What to produce: No pictures go into the copy. Write out every line below exactly.

══ Source data ══

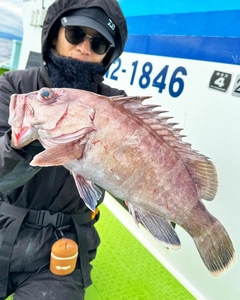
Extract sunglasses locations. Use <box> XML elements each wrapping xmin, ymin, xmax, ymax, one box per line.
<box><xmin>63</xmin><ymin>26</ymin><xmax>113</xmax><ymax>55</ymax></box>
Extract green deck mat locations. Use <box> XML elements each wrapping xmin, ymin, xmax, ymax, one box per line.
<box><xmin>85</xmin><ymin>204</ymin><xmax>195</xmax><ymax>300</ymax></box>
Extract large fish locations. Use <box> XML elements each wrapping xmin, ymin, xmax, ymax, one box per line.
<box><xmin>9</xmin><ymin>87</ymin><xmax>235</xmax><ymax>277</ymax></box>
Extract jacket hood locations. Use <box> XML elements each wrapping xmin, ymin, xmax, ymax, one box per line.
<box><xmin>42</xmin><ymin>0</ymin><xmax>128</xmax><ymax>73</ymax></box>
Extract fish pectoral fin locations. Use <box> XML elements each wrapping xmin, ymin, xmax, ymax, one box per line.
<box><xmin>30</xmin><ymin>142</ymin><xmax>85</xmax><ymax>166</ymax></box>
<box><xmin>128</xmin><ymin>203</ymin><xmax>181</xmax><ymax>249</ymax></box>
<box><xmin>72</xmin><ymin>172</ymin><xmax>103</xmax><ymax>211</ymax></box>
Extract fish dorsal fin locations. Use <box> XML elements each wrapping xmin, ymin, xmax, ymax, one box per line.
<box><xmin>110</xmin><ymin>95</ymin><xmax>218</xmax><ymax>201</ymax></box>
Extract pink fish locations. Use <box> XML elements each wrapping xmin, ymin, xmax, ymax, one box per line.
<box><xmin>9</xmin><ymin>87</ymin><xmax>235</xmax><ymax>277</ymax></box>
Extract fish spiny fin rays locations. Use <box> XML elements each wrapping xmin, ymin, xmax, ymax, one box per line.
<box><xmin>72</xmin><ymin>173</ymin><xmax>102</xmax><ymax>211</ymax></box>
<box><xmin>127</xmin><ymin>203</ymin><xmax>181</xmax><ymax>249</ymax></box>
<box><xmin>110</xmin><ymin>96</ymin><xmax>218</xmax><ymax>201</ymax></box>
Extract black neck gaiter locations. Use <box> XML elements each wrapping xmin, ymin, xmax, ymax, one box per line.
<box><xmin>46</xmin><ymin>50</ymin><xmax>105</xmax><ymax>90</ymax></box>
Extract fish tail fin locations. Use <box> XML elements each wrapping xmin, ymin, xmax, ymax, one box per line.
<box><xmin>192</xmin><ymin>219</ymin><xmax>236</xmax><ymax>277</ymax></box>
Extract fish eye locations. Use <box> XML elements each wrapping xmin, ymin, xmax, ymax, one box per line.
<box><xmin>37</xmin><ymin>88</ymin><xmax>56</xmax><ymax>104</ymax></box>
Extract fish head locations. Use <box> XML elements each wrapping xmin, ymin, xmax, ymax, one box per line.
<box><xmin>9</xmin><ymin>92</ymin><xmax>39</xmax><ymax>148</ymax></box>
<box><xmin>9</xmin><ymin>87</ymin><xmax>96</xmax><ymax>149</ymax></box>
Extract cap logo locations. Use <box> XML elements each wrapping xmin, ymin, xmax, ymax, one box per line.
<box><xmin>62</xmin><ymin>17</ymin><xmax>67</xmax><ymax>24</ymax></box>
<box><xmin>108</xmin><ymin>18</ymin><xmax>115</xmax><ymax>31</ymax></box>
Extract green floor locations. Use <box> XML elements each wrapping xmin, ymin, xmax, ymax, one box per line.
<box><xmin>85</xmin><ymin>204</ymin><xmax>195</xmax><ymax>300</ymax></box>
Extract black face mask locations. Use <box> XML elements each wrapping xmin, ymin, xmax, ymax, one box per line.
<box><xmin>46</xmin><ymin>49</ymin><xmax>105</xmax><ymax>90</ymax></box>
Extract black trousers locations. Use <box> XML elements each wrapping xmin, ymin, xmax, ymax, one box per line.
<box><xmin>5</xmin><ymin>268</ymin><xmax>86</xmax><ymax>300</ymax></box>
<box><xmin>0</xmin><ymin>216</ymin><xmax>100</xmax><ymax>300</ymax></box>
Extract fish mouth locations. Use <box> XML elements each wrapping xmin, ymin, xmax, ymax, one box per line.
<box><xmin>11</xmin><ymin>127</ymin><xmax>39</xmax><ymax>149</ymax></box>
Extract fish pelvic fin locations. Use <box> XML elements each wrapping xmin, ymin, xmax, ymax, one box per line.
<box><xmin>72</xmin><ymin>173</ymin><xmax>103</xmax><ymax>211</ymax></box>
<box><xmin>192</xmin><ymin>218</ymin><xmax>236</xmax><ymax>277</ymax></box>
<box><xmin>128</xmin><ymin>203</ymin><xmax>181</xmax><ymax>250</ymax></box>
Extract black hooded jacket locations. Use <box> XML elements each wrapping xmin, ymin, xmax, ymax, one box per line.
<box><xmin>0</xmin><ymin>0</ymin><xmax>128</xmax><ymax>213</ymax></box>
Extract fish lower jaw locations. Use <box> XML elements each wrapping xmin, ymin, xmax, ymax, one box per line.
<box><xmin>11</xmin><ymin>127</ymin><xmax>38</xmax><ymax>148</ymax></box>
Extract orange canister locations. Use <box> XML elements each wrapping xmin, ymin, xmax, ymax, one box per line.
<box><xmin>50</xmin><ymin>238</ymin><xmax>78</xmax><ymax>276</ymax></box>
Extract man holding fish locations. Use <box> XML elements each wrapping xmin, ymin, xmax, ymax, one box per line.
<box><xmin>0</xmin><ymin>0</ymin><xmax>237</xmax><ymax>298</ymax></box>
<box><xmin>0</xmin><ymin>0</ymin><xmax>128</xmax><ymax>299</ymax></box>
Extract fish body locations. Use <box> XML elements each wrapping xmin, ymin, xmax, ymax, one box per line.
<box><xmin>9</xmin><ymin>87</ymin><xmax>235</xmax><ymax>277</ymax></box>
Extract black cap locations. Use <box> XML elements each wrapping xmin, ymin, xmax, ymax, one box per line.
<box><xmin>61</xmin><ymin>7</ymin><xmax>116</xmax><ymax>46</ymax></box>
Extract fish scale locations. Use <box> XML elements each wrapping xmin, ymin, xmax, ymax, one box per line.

═══

Result:
Extract sunglasses locations. Use <box> XML elements each wrapping xmin, ymin, xmax, ymax, one box per line.
<box><xmin>63</xmin><ymin>26</ymin><xmax>113</xmax><ymax>55</ymax></box>
Extract green deck mat locations. Use <box> XML elements each wrapping xmin, ymin, xmax, ymax, one box per line.
<box><xmin>85</xmin><ymin>204</ymin><xmax>195</xmax><ymax>300</ymax></box>
Extract large fish locations. Use <box> XML elements each wrapping xmin, ymin, xmax, ymax, one box per line.
<box><xmin>9</xmin><ymin>87</ymin><xmax>235</xmax><ymax>277</ymax></box>
Extract jacket hood locations. Use <box> XML elements each wrapping xmin, ymin, xmax, ymax, one box per line.
<box><xmin>42</xmin><ymin>0</ymin><xmax>128</xmax><ymax>73</ymax></box>
Extract fish pectoral fin locations. Use <box> XML elements each wrapping xmin, ymin, xmax, ymax, one box per line.
<box><xmin>30</xmin><ymin>142</ymin><xmax>85</xmax><ymax>166</ymax></box>
<box><xmin>128</xmin><ymin>203</ymin><xmax>181</xmax><ymax>249</ymax></box>
<box><xmin>72</xmin><ymin>172</ymin><xmax>103</xmax><ymax>211</ymax></box>
Extract fish dorsal fin locations. Use <box> XML elements each wrapping xmin, ymin, xmax, ymax, one box per line.
<box><xmin>110</xmin><ymin>95</ymin><xmax>218</xmax><ymax>201</ymax></box>
Extract pink fish locations. Use <box> XML elements each wrapping xmin, ymin, xmax, ymax, one box per line.
<box><xmin>9</xmin><ymin>87</ymin><xmax>235</xmax><ymax>277</ymax></box>
Extract fish spiny fin rays locations. Use <box> XML elements each wrapping xmin, ymin, xmax, ymax, one box per line.
<box><xmin>72</xmin><ymin>173</ymin><xmax>102</xmax><ymax>211</ymax></box>
<box><xmin>127</xmin><ymin>203</ymin><xmax>181</xmax><ymax>249</ymax></box>
<box><xmin>110</xmin><ymin>96</ymin><xmax>218</xmax><ymax>201</ymax></box>
Extract black neck gaiter locations. Use <box> XML elements each wrapping xmin, ymin, xmax, ymax, one box per line.
<box><xmin>46</xmin><ymin>50</ymin><xmax>105</xmax><ymax>90</ymax></box>
Extract fish tail fin locations. Use <box> XML elements each wrapping xmin, ymin, xmax, ymax, one box per line.
<box><xmin>192</xmin><ymin>219</ymin><xmax>236</xmax><ymax>277</ymax></box>
Extract fish eye locations. Use <box> XML elements each wrapping xmin, ymin, xmax, ymax, one box per line.
<box><xmin>37</xmin><ymin>88</ymin><xmax>56</xmax><ymax>104</ymax></box>
Extract fish head locations. Use <box> XML elements each wrapping xmin, ymin, xmax, ymax, one box per line.
<box><xmin>9</xmin><ymin>92</ymin><xmax>39</xmax><ymax>148</ymax></box>
<box><xmin>9</xmin><ymin>87</ymin><xmax>96</xmax><ymax>149</ymax></box>
Extract cap logo locations. Use <box> XML elements each wrapping xmin, ymin, xmax, ymax, one box per line.
<box><xmin>62</xmin><ymin>17</ymin><xmax>67</xmax><ymax>24</ymax></box>
<box><xmin>108</xmin><ymin>18</ymin><xmax>115</xmax><ymax>31</ymax></box>
Extract green floor locations. Use <box> XML elements each wrapping xmin, ymin, xmax, ymax, one box per line.
<box><xmin>85</xmin><ymin>204</ymin><xmax>195</xmax><ymax>300</ymax></box>
Extract black face mask locations. Use <box> XML elements each wrapping xmin, ymin, xmax, ymax, one box per line.
<box><xmin>46</xmin><ymin>49</ymin><xmax>105</xmax><ymax>90</ymax></box>
Extract black trousers locations. Use <box> XML elements each wrapping xmin, ymin, xmax, ymax, one box per line.
<box><xmin>5</xmin><ymin>268</ymin><xmax>86</xmax><ymax>300</ymax></box>
<box><xmin>0</xmin><ymin>216</ymin><xmax>100</xmax><ymax>300</ymax></box>
Extract fish mouth locations. Use <box> XML elements each wrapping xmin, ymin, xmax, ymax, one box per line.
<box><xmin>11</xmin><ymin>127</ymin><xmax>39</xmax><ymax>149</ymax></box>
Extract fish pelvic fin locations. Use <box> XML elements each wrapping xmin, ymin, xmax, ymax, one box per line.
<box><xmin>72</xmin><ymin>173</ymin><xmax>103</xmax><ymax>211</ymax></box>
<box><xmin>192</xmin><ymin>218</ymin><xmax>236</xmax><ymax>277</ymax></box>
<box><xmin>128</xmin><ymin>203</ymin><xmax>181</xmax><ymax>250</ymax></box>
Extract black hooded jacket locations. Use <box> XML elements each wrapping xmin, ymin, xmax, ymax, one box per line.
<box><xmin>0</xmin><ymin>0</ymin><xmax>128</xmax><ymax>213</ymax></box>
Extract fish lower jaw locations. Use <box> XML elements each wrapping xmin, ymin, xmax, ymax, one box per line.
<box><xmin>11</xmin><ymin>127</ymin><xmax>38</xmax><ymax>148</ymax></box>
Extract orange canister locations. Use <box> XML elements each wrapping xmin, ymin, xmax, ymax, one box per line.
<box><xmin>50</xmin><ymin>238</ymin><xmax>78</xmax><ymax>276</ymax></box>
Extract man holding fish locations. Use <box> XML elements each wrapping xmin, ymin, xmax, ymax, one box per line.
<box><xmin>0</xmin><ymin>0</ymin><xmax>237</xmax><ymax>298</ymax></box>
<box><xmin>0</xmin><ymin>0</ymin><xmax>128</xmax><ymax>299</ymax></box>
Extract fish body locations. Use <box> XML elements each wrapping xmin, ymin, xmax, ymax, one box per line.
<box><xmin>9</xmin><ymin>87</ymin><xmax>235</xmax><ymax>277</ymax></box>
Extract black cap locations. Use <box> XML elements each wrapping xmin, ymin, xmax, ymax, one box per line.
<box><xmin>61</xmin><ymin>7</ymin><xmax>116</xmax><ymax>46</ymax></box>
Extract fish scale locations. Use <box> XML elements each wrapping xmin, ymin, xmax, ymax, one box per line.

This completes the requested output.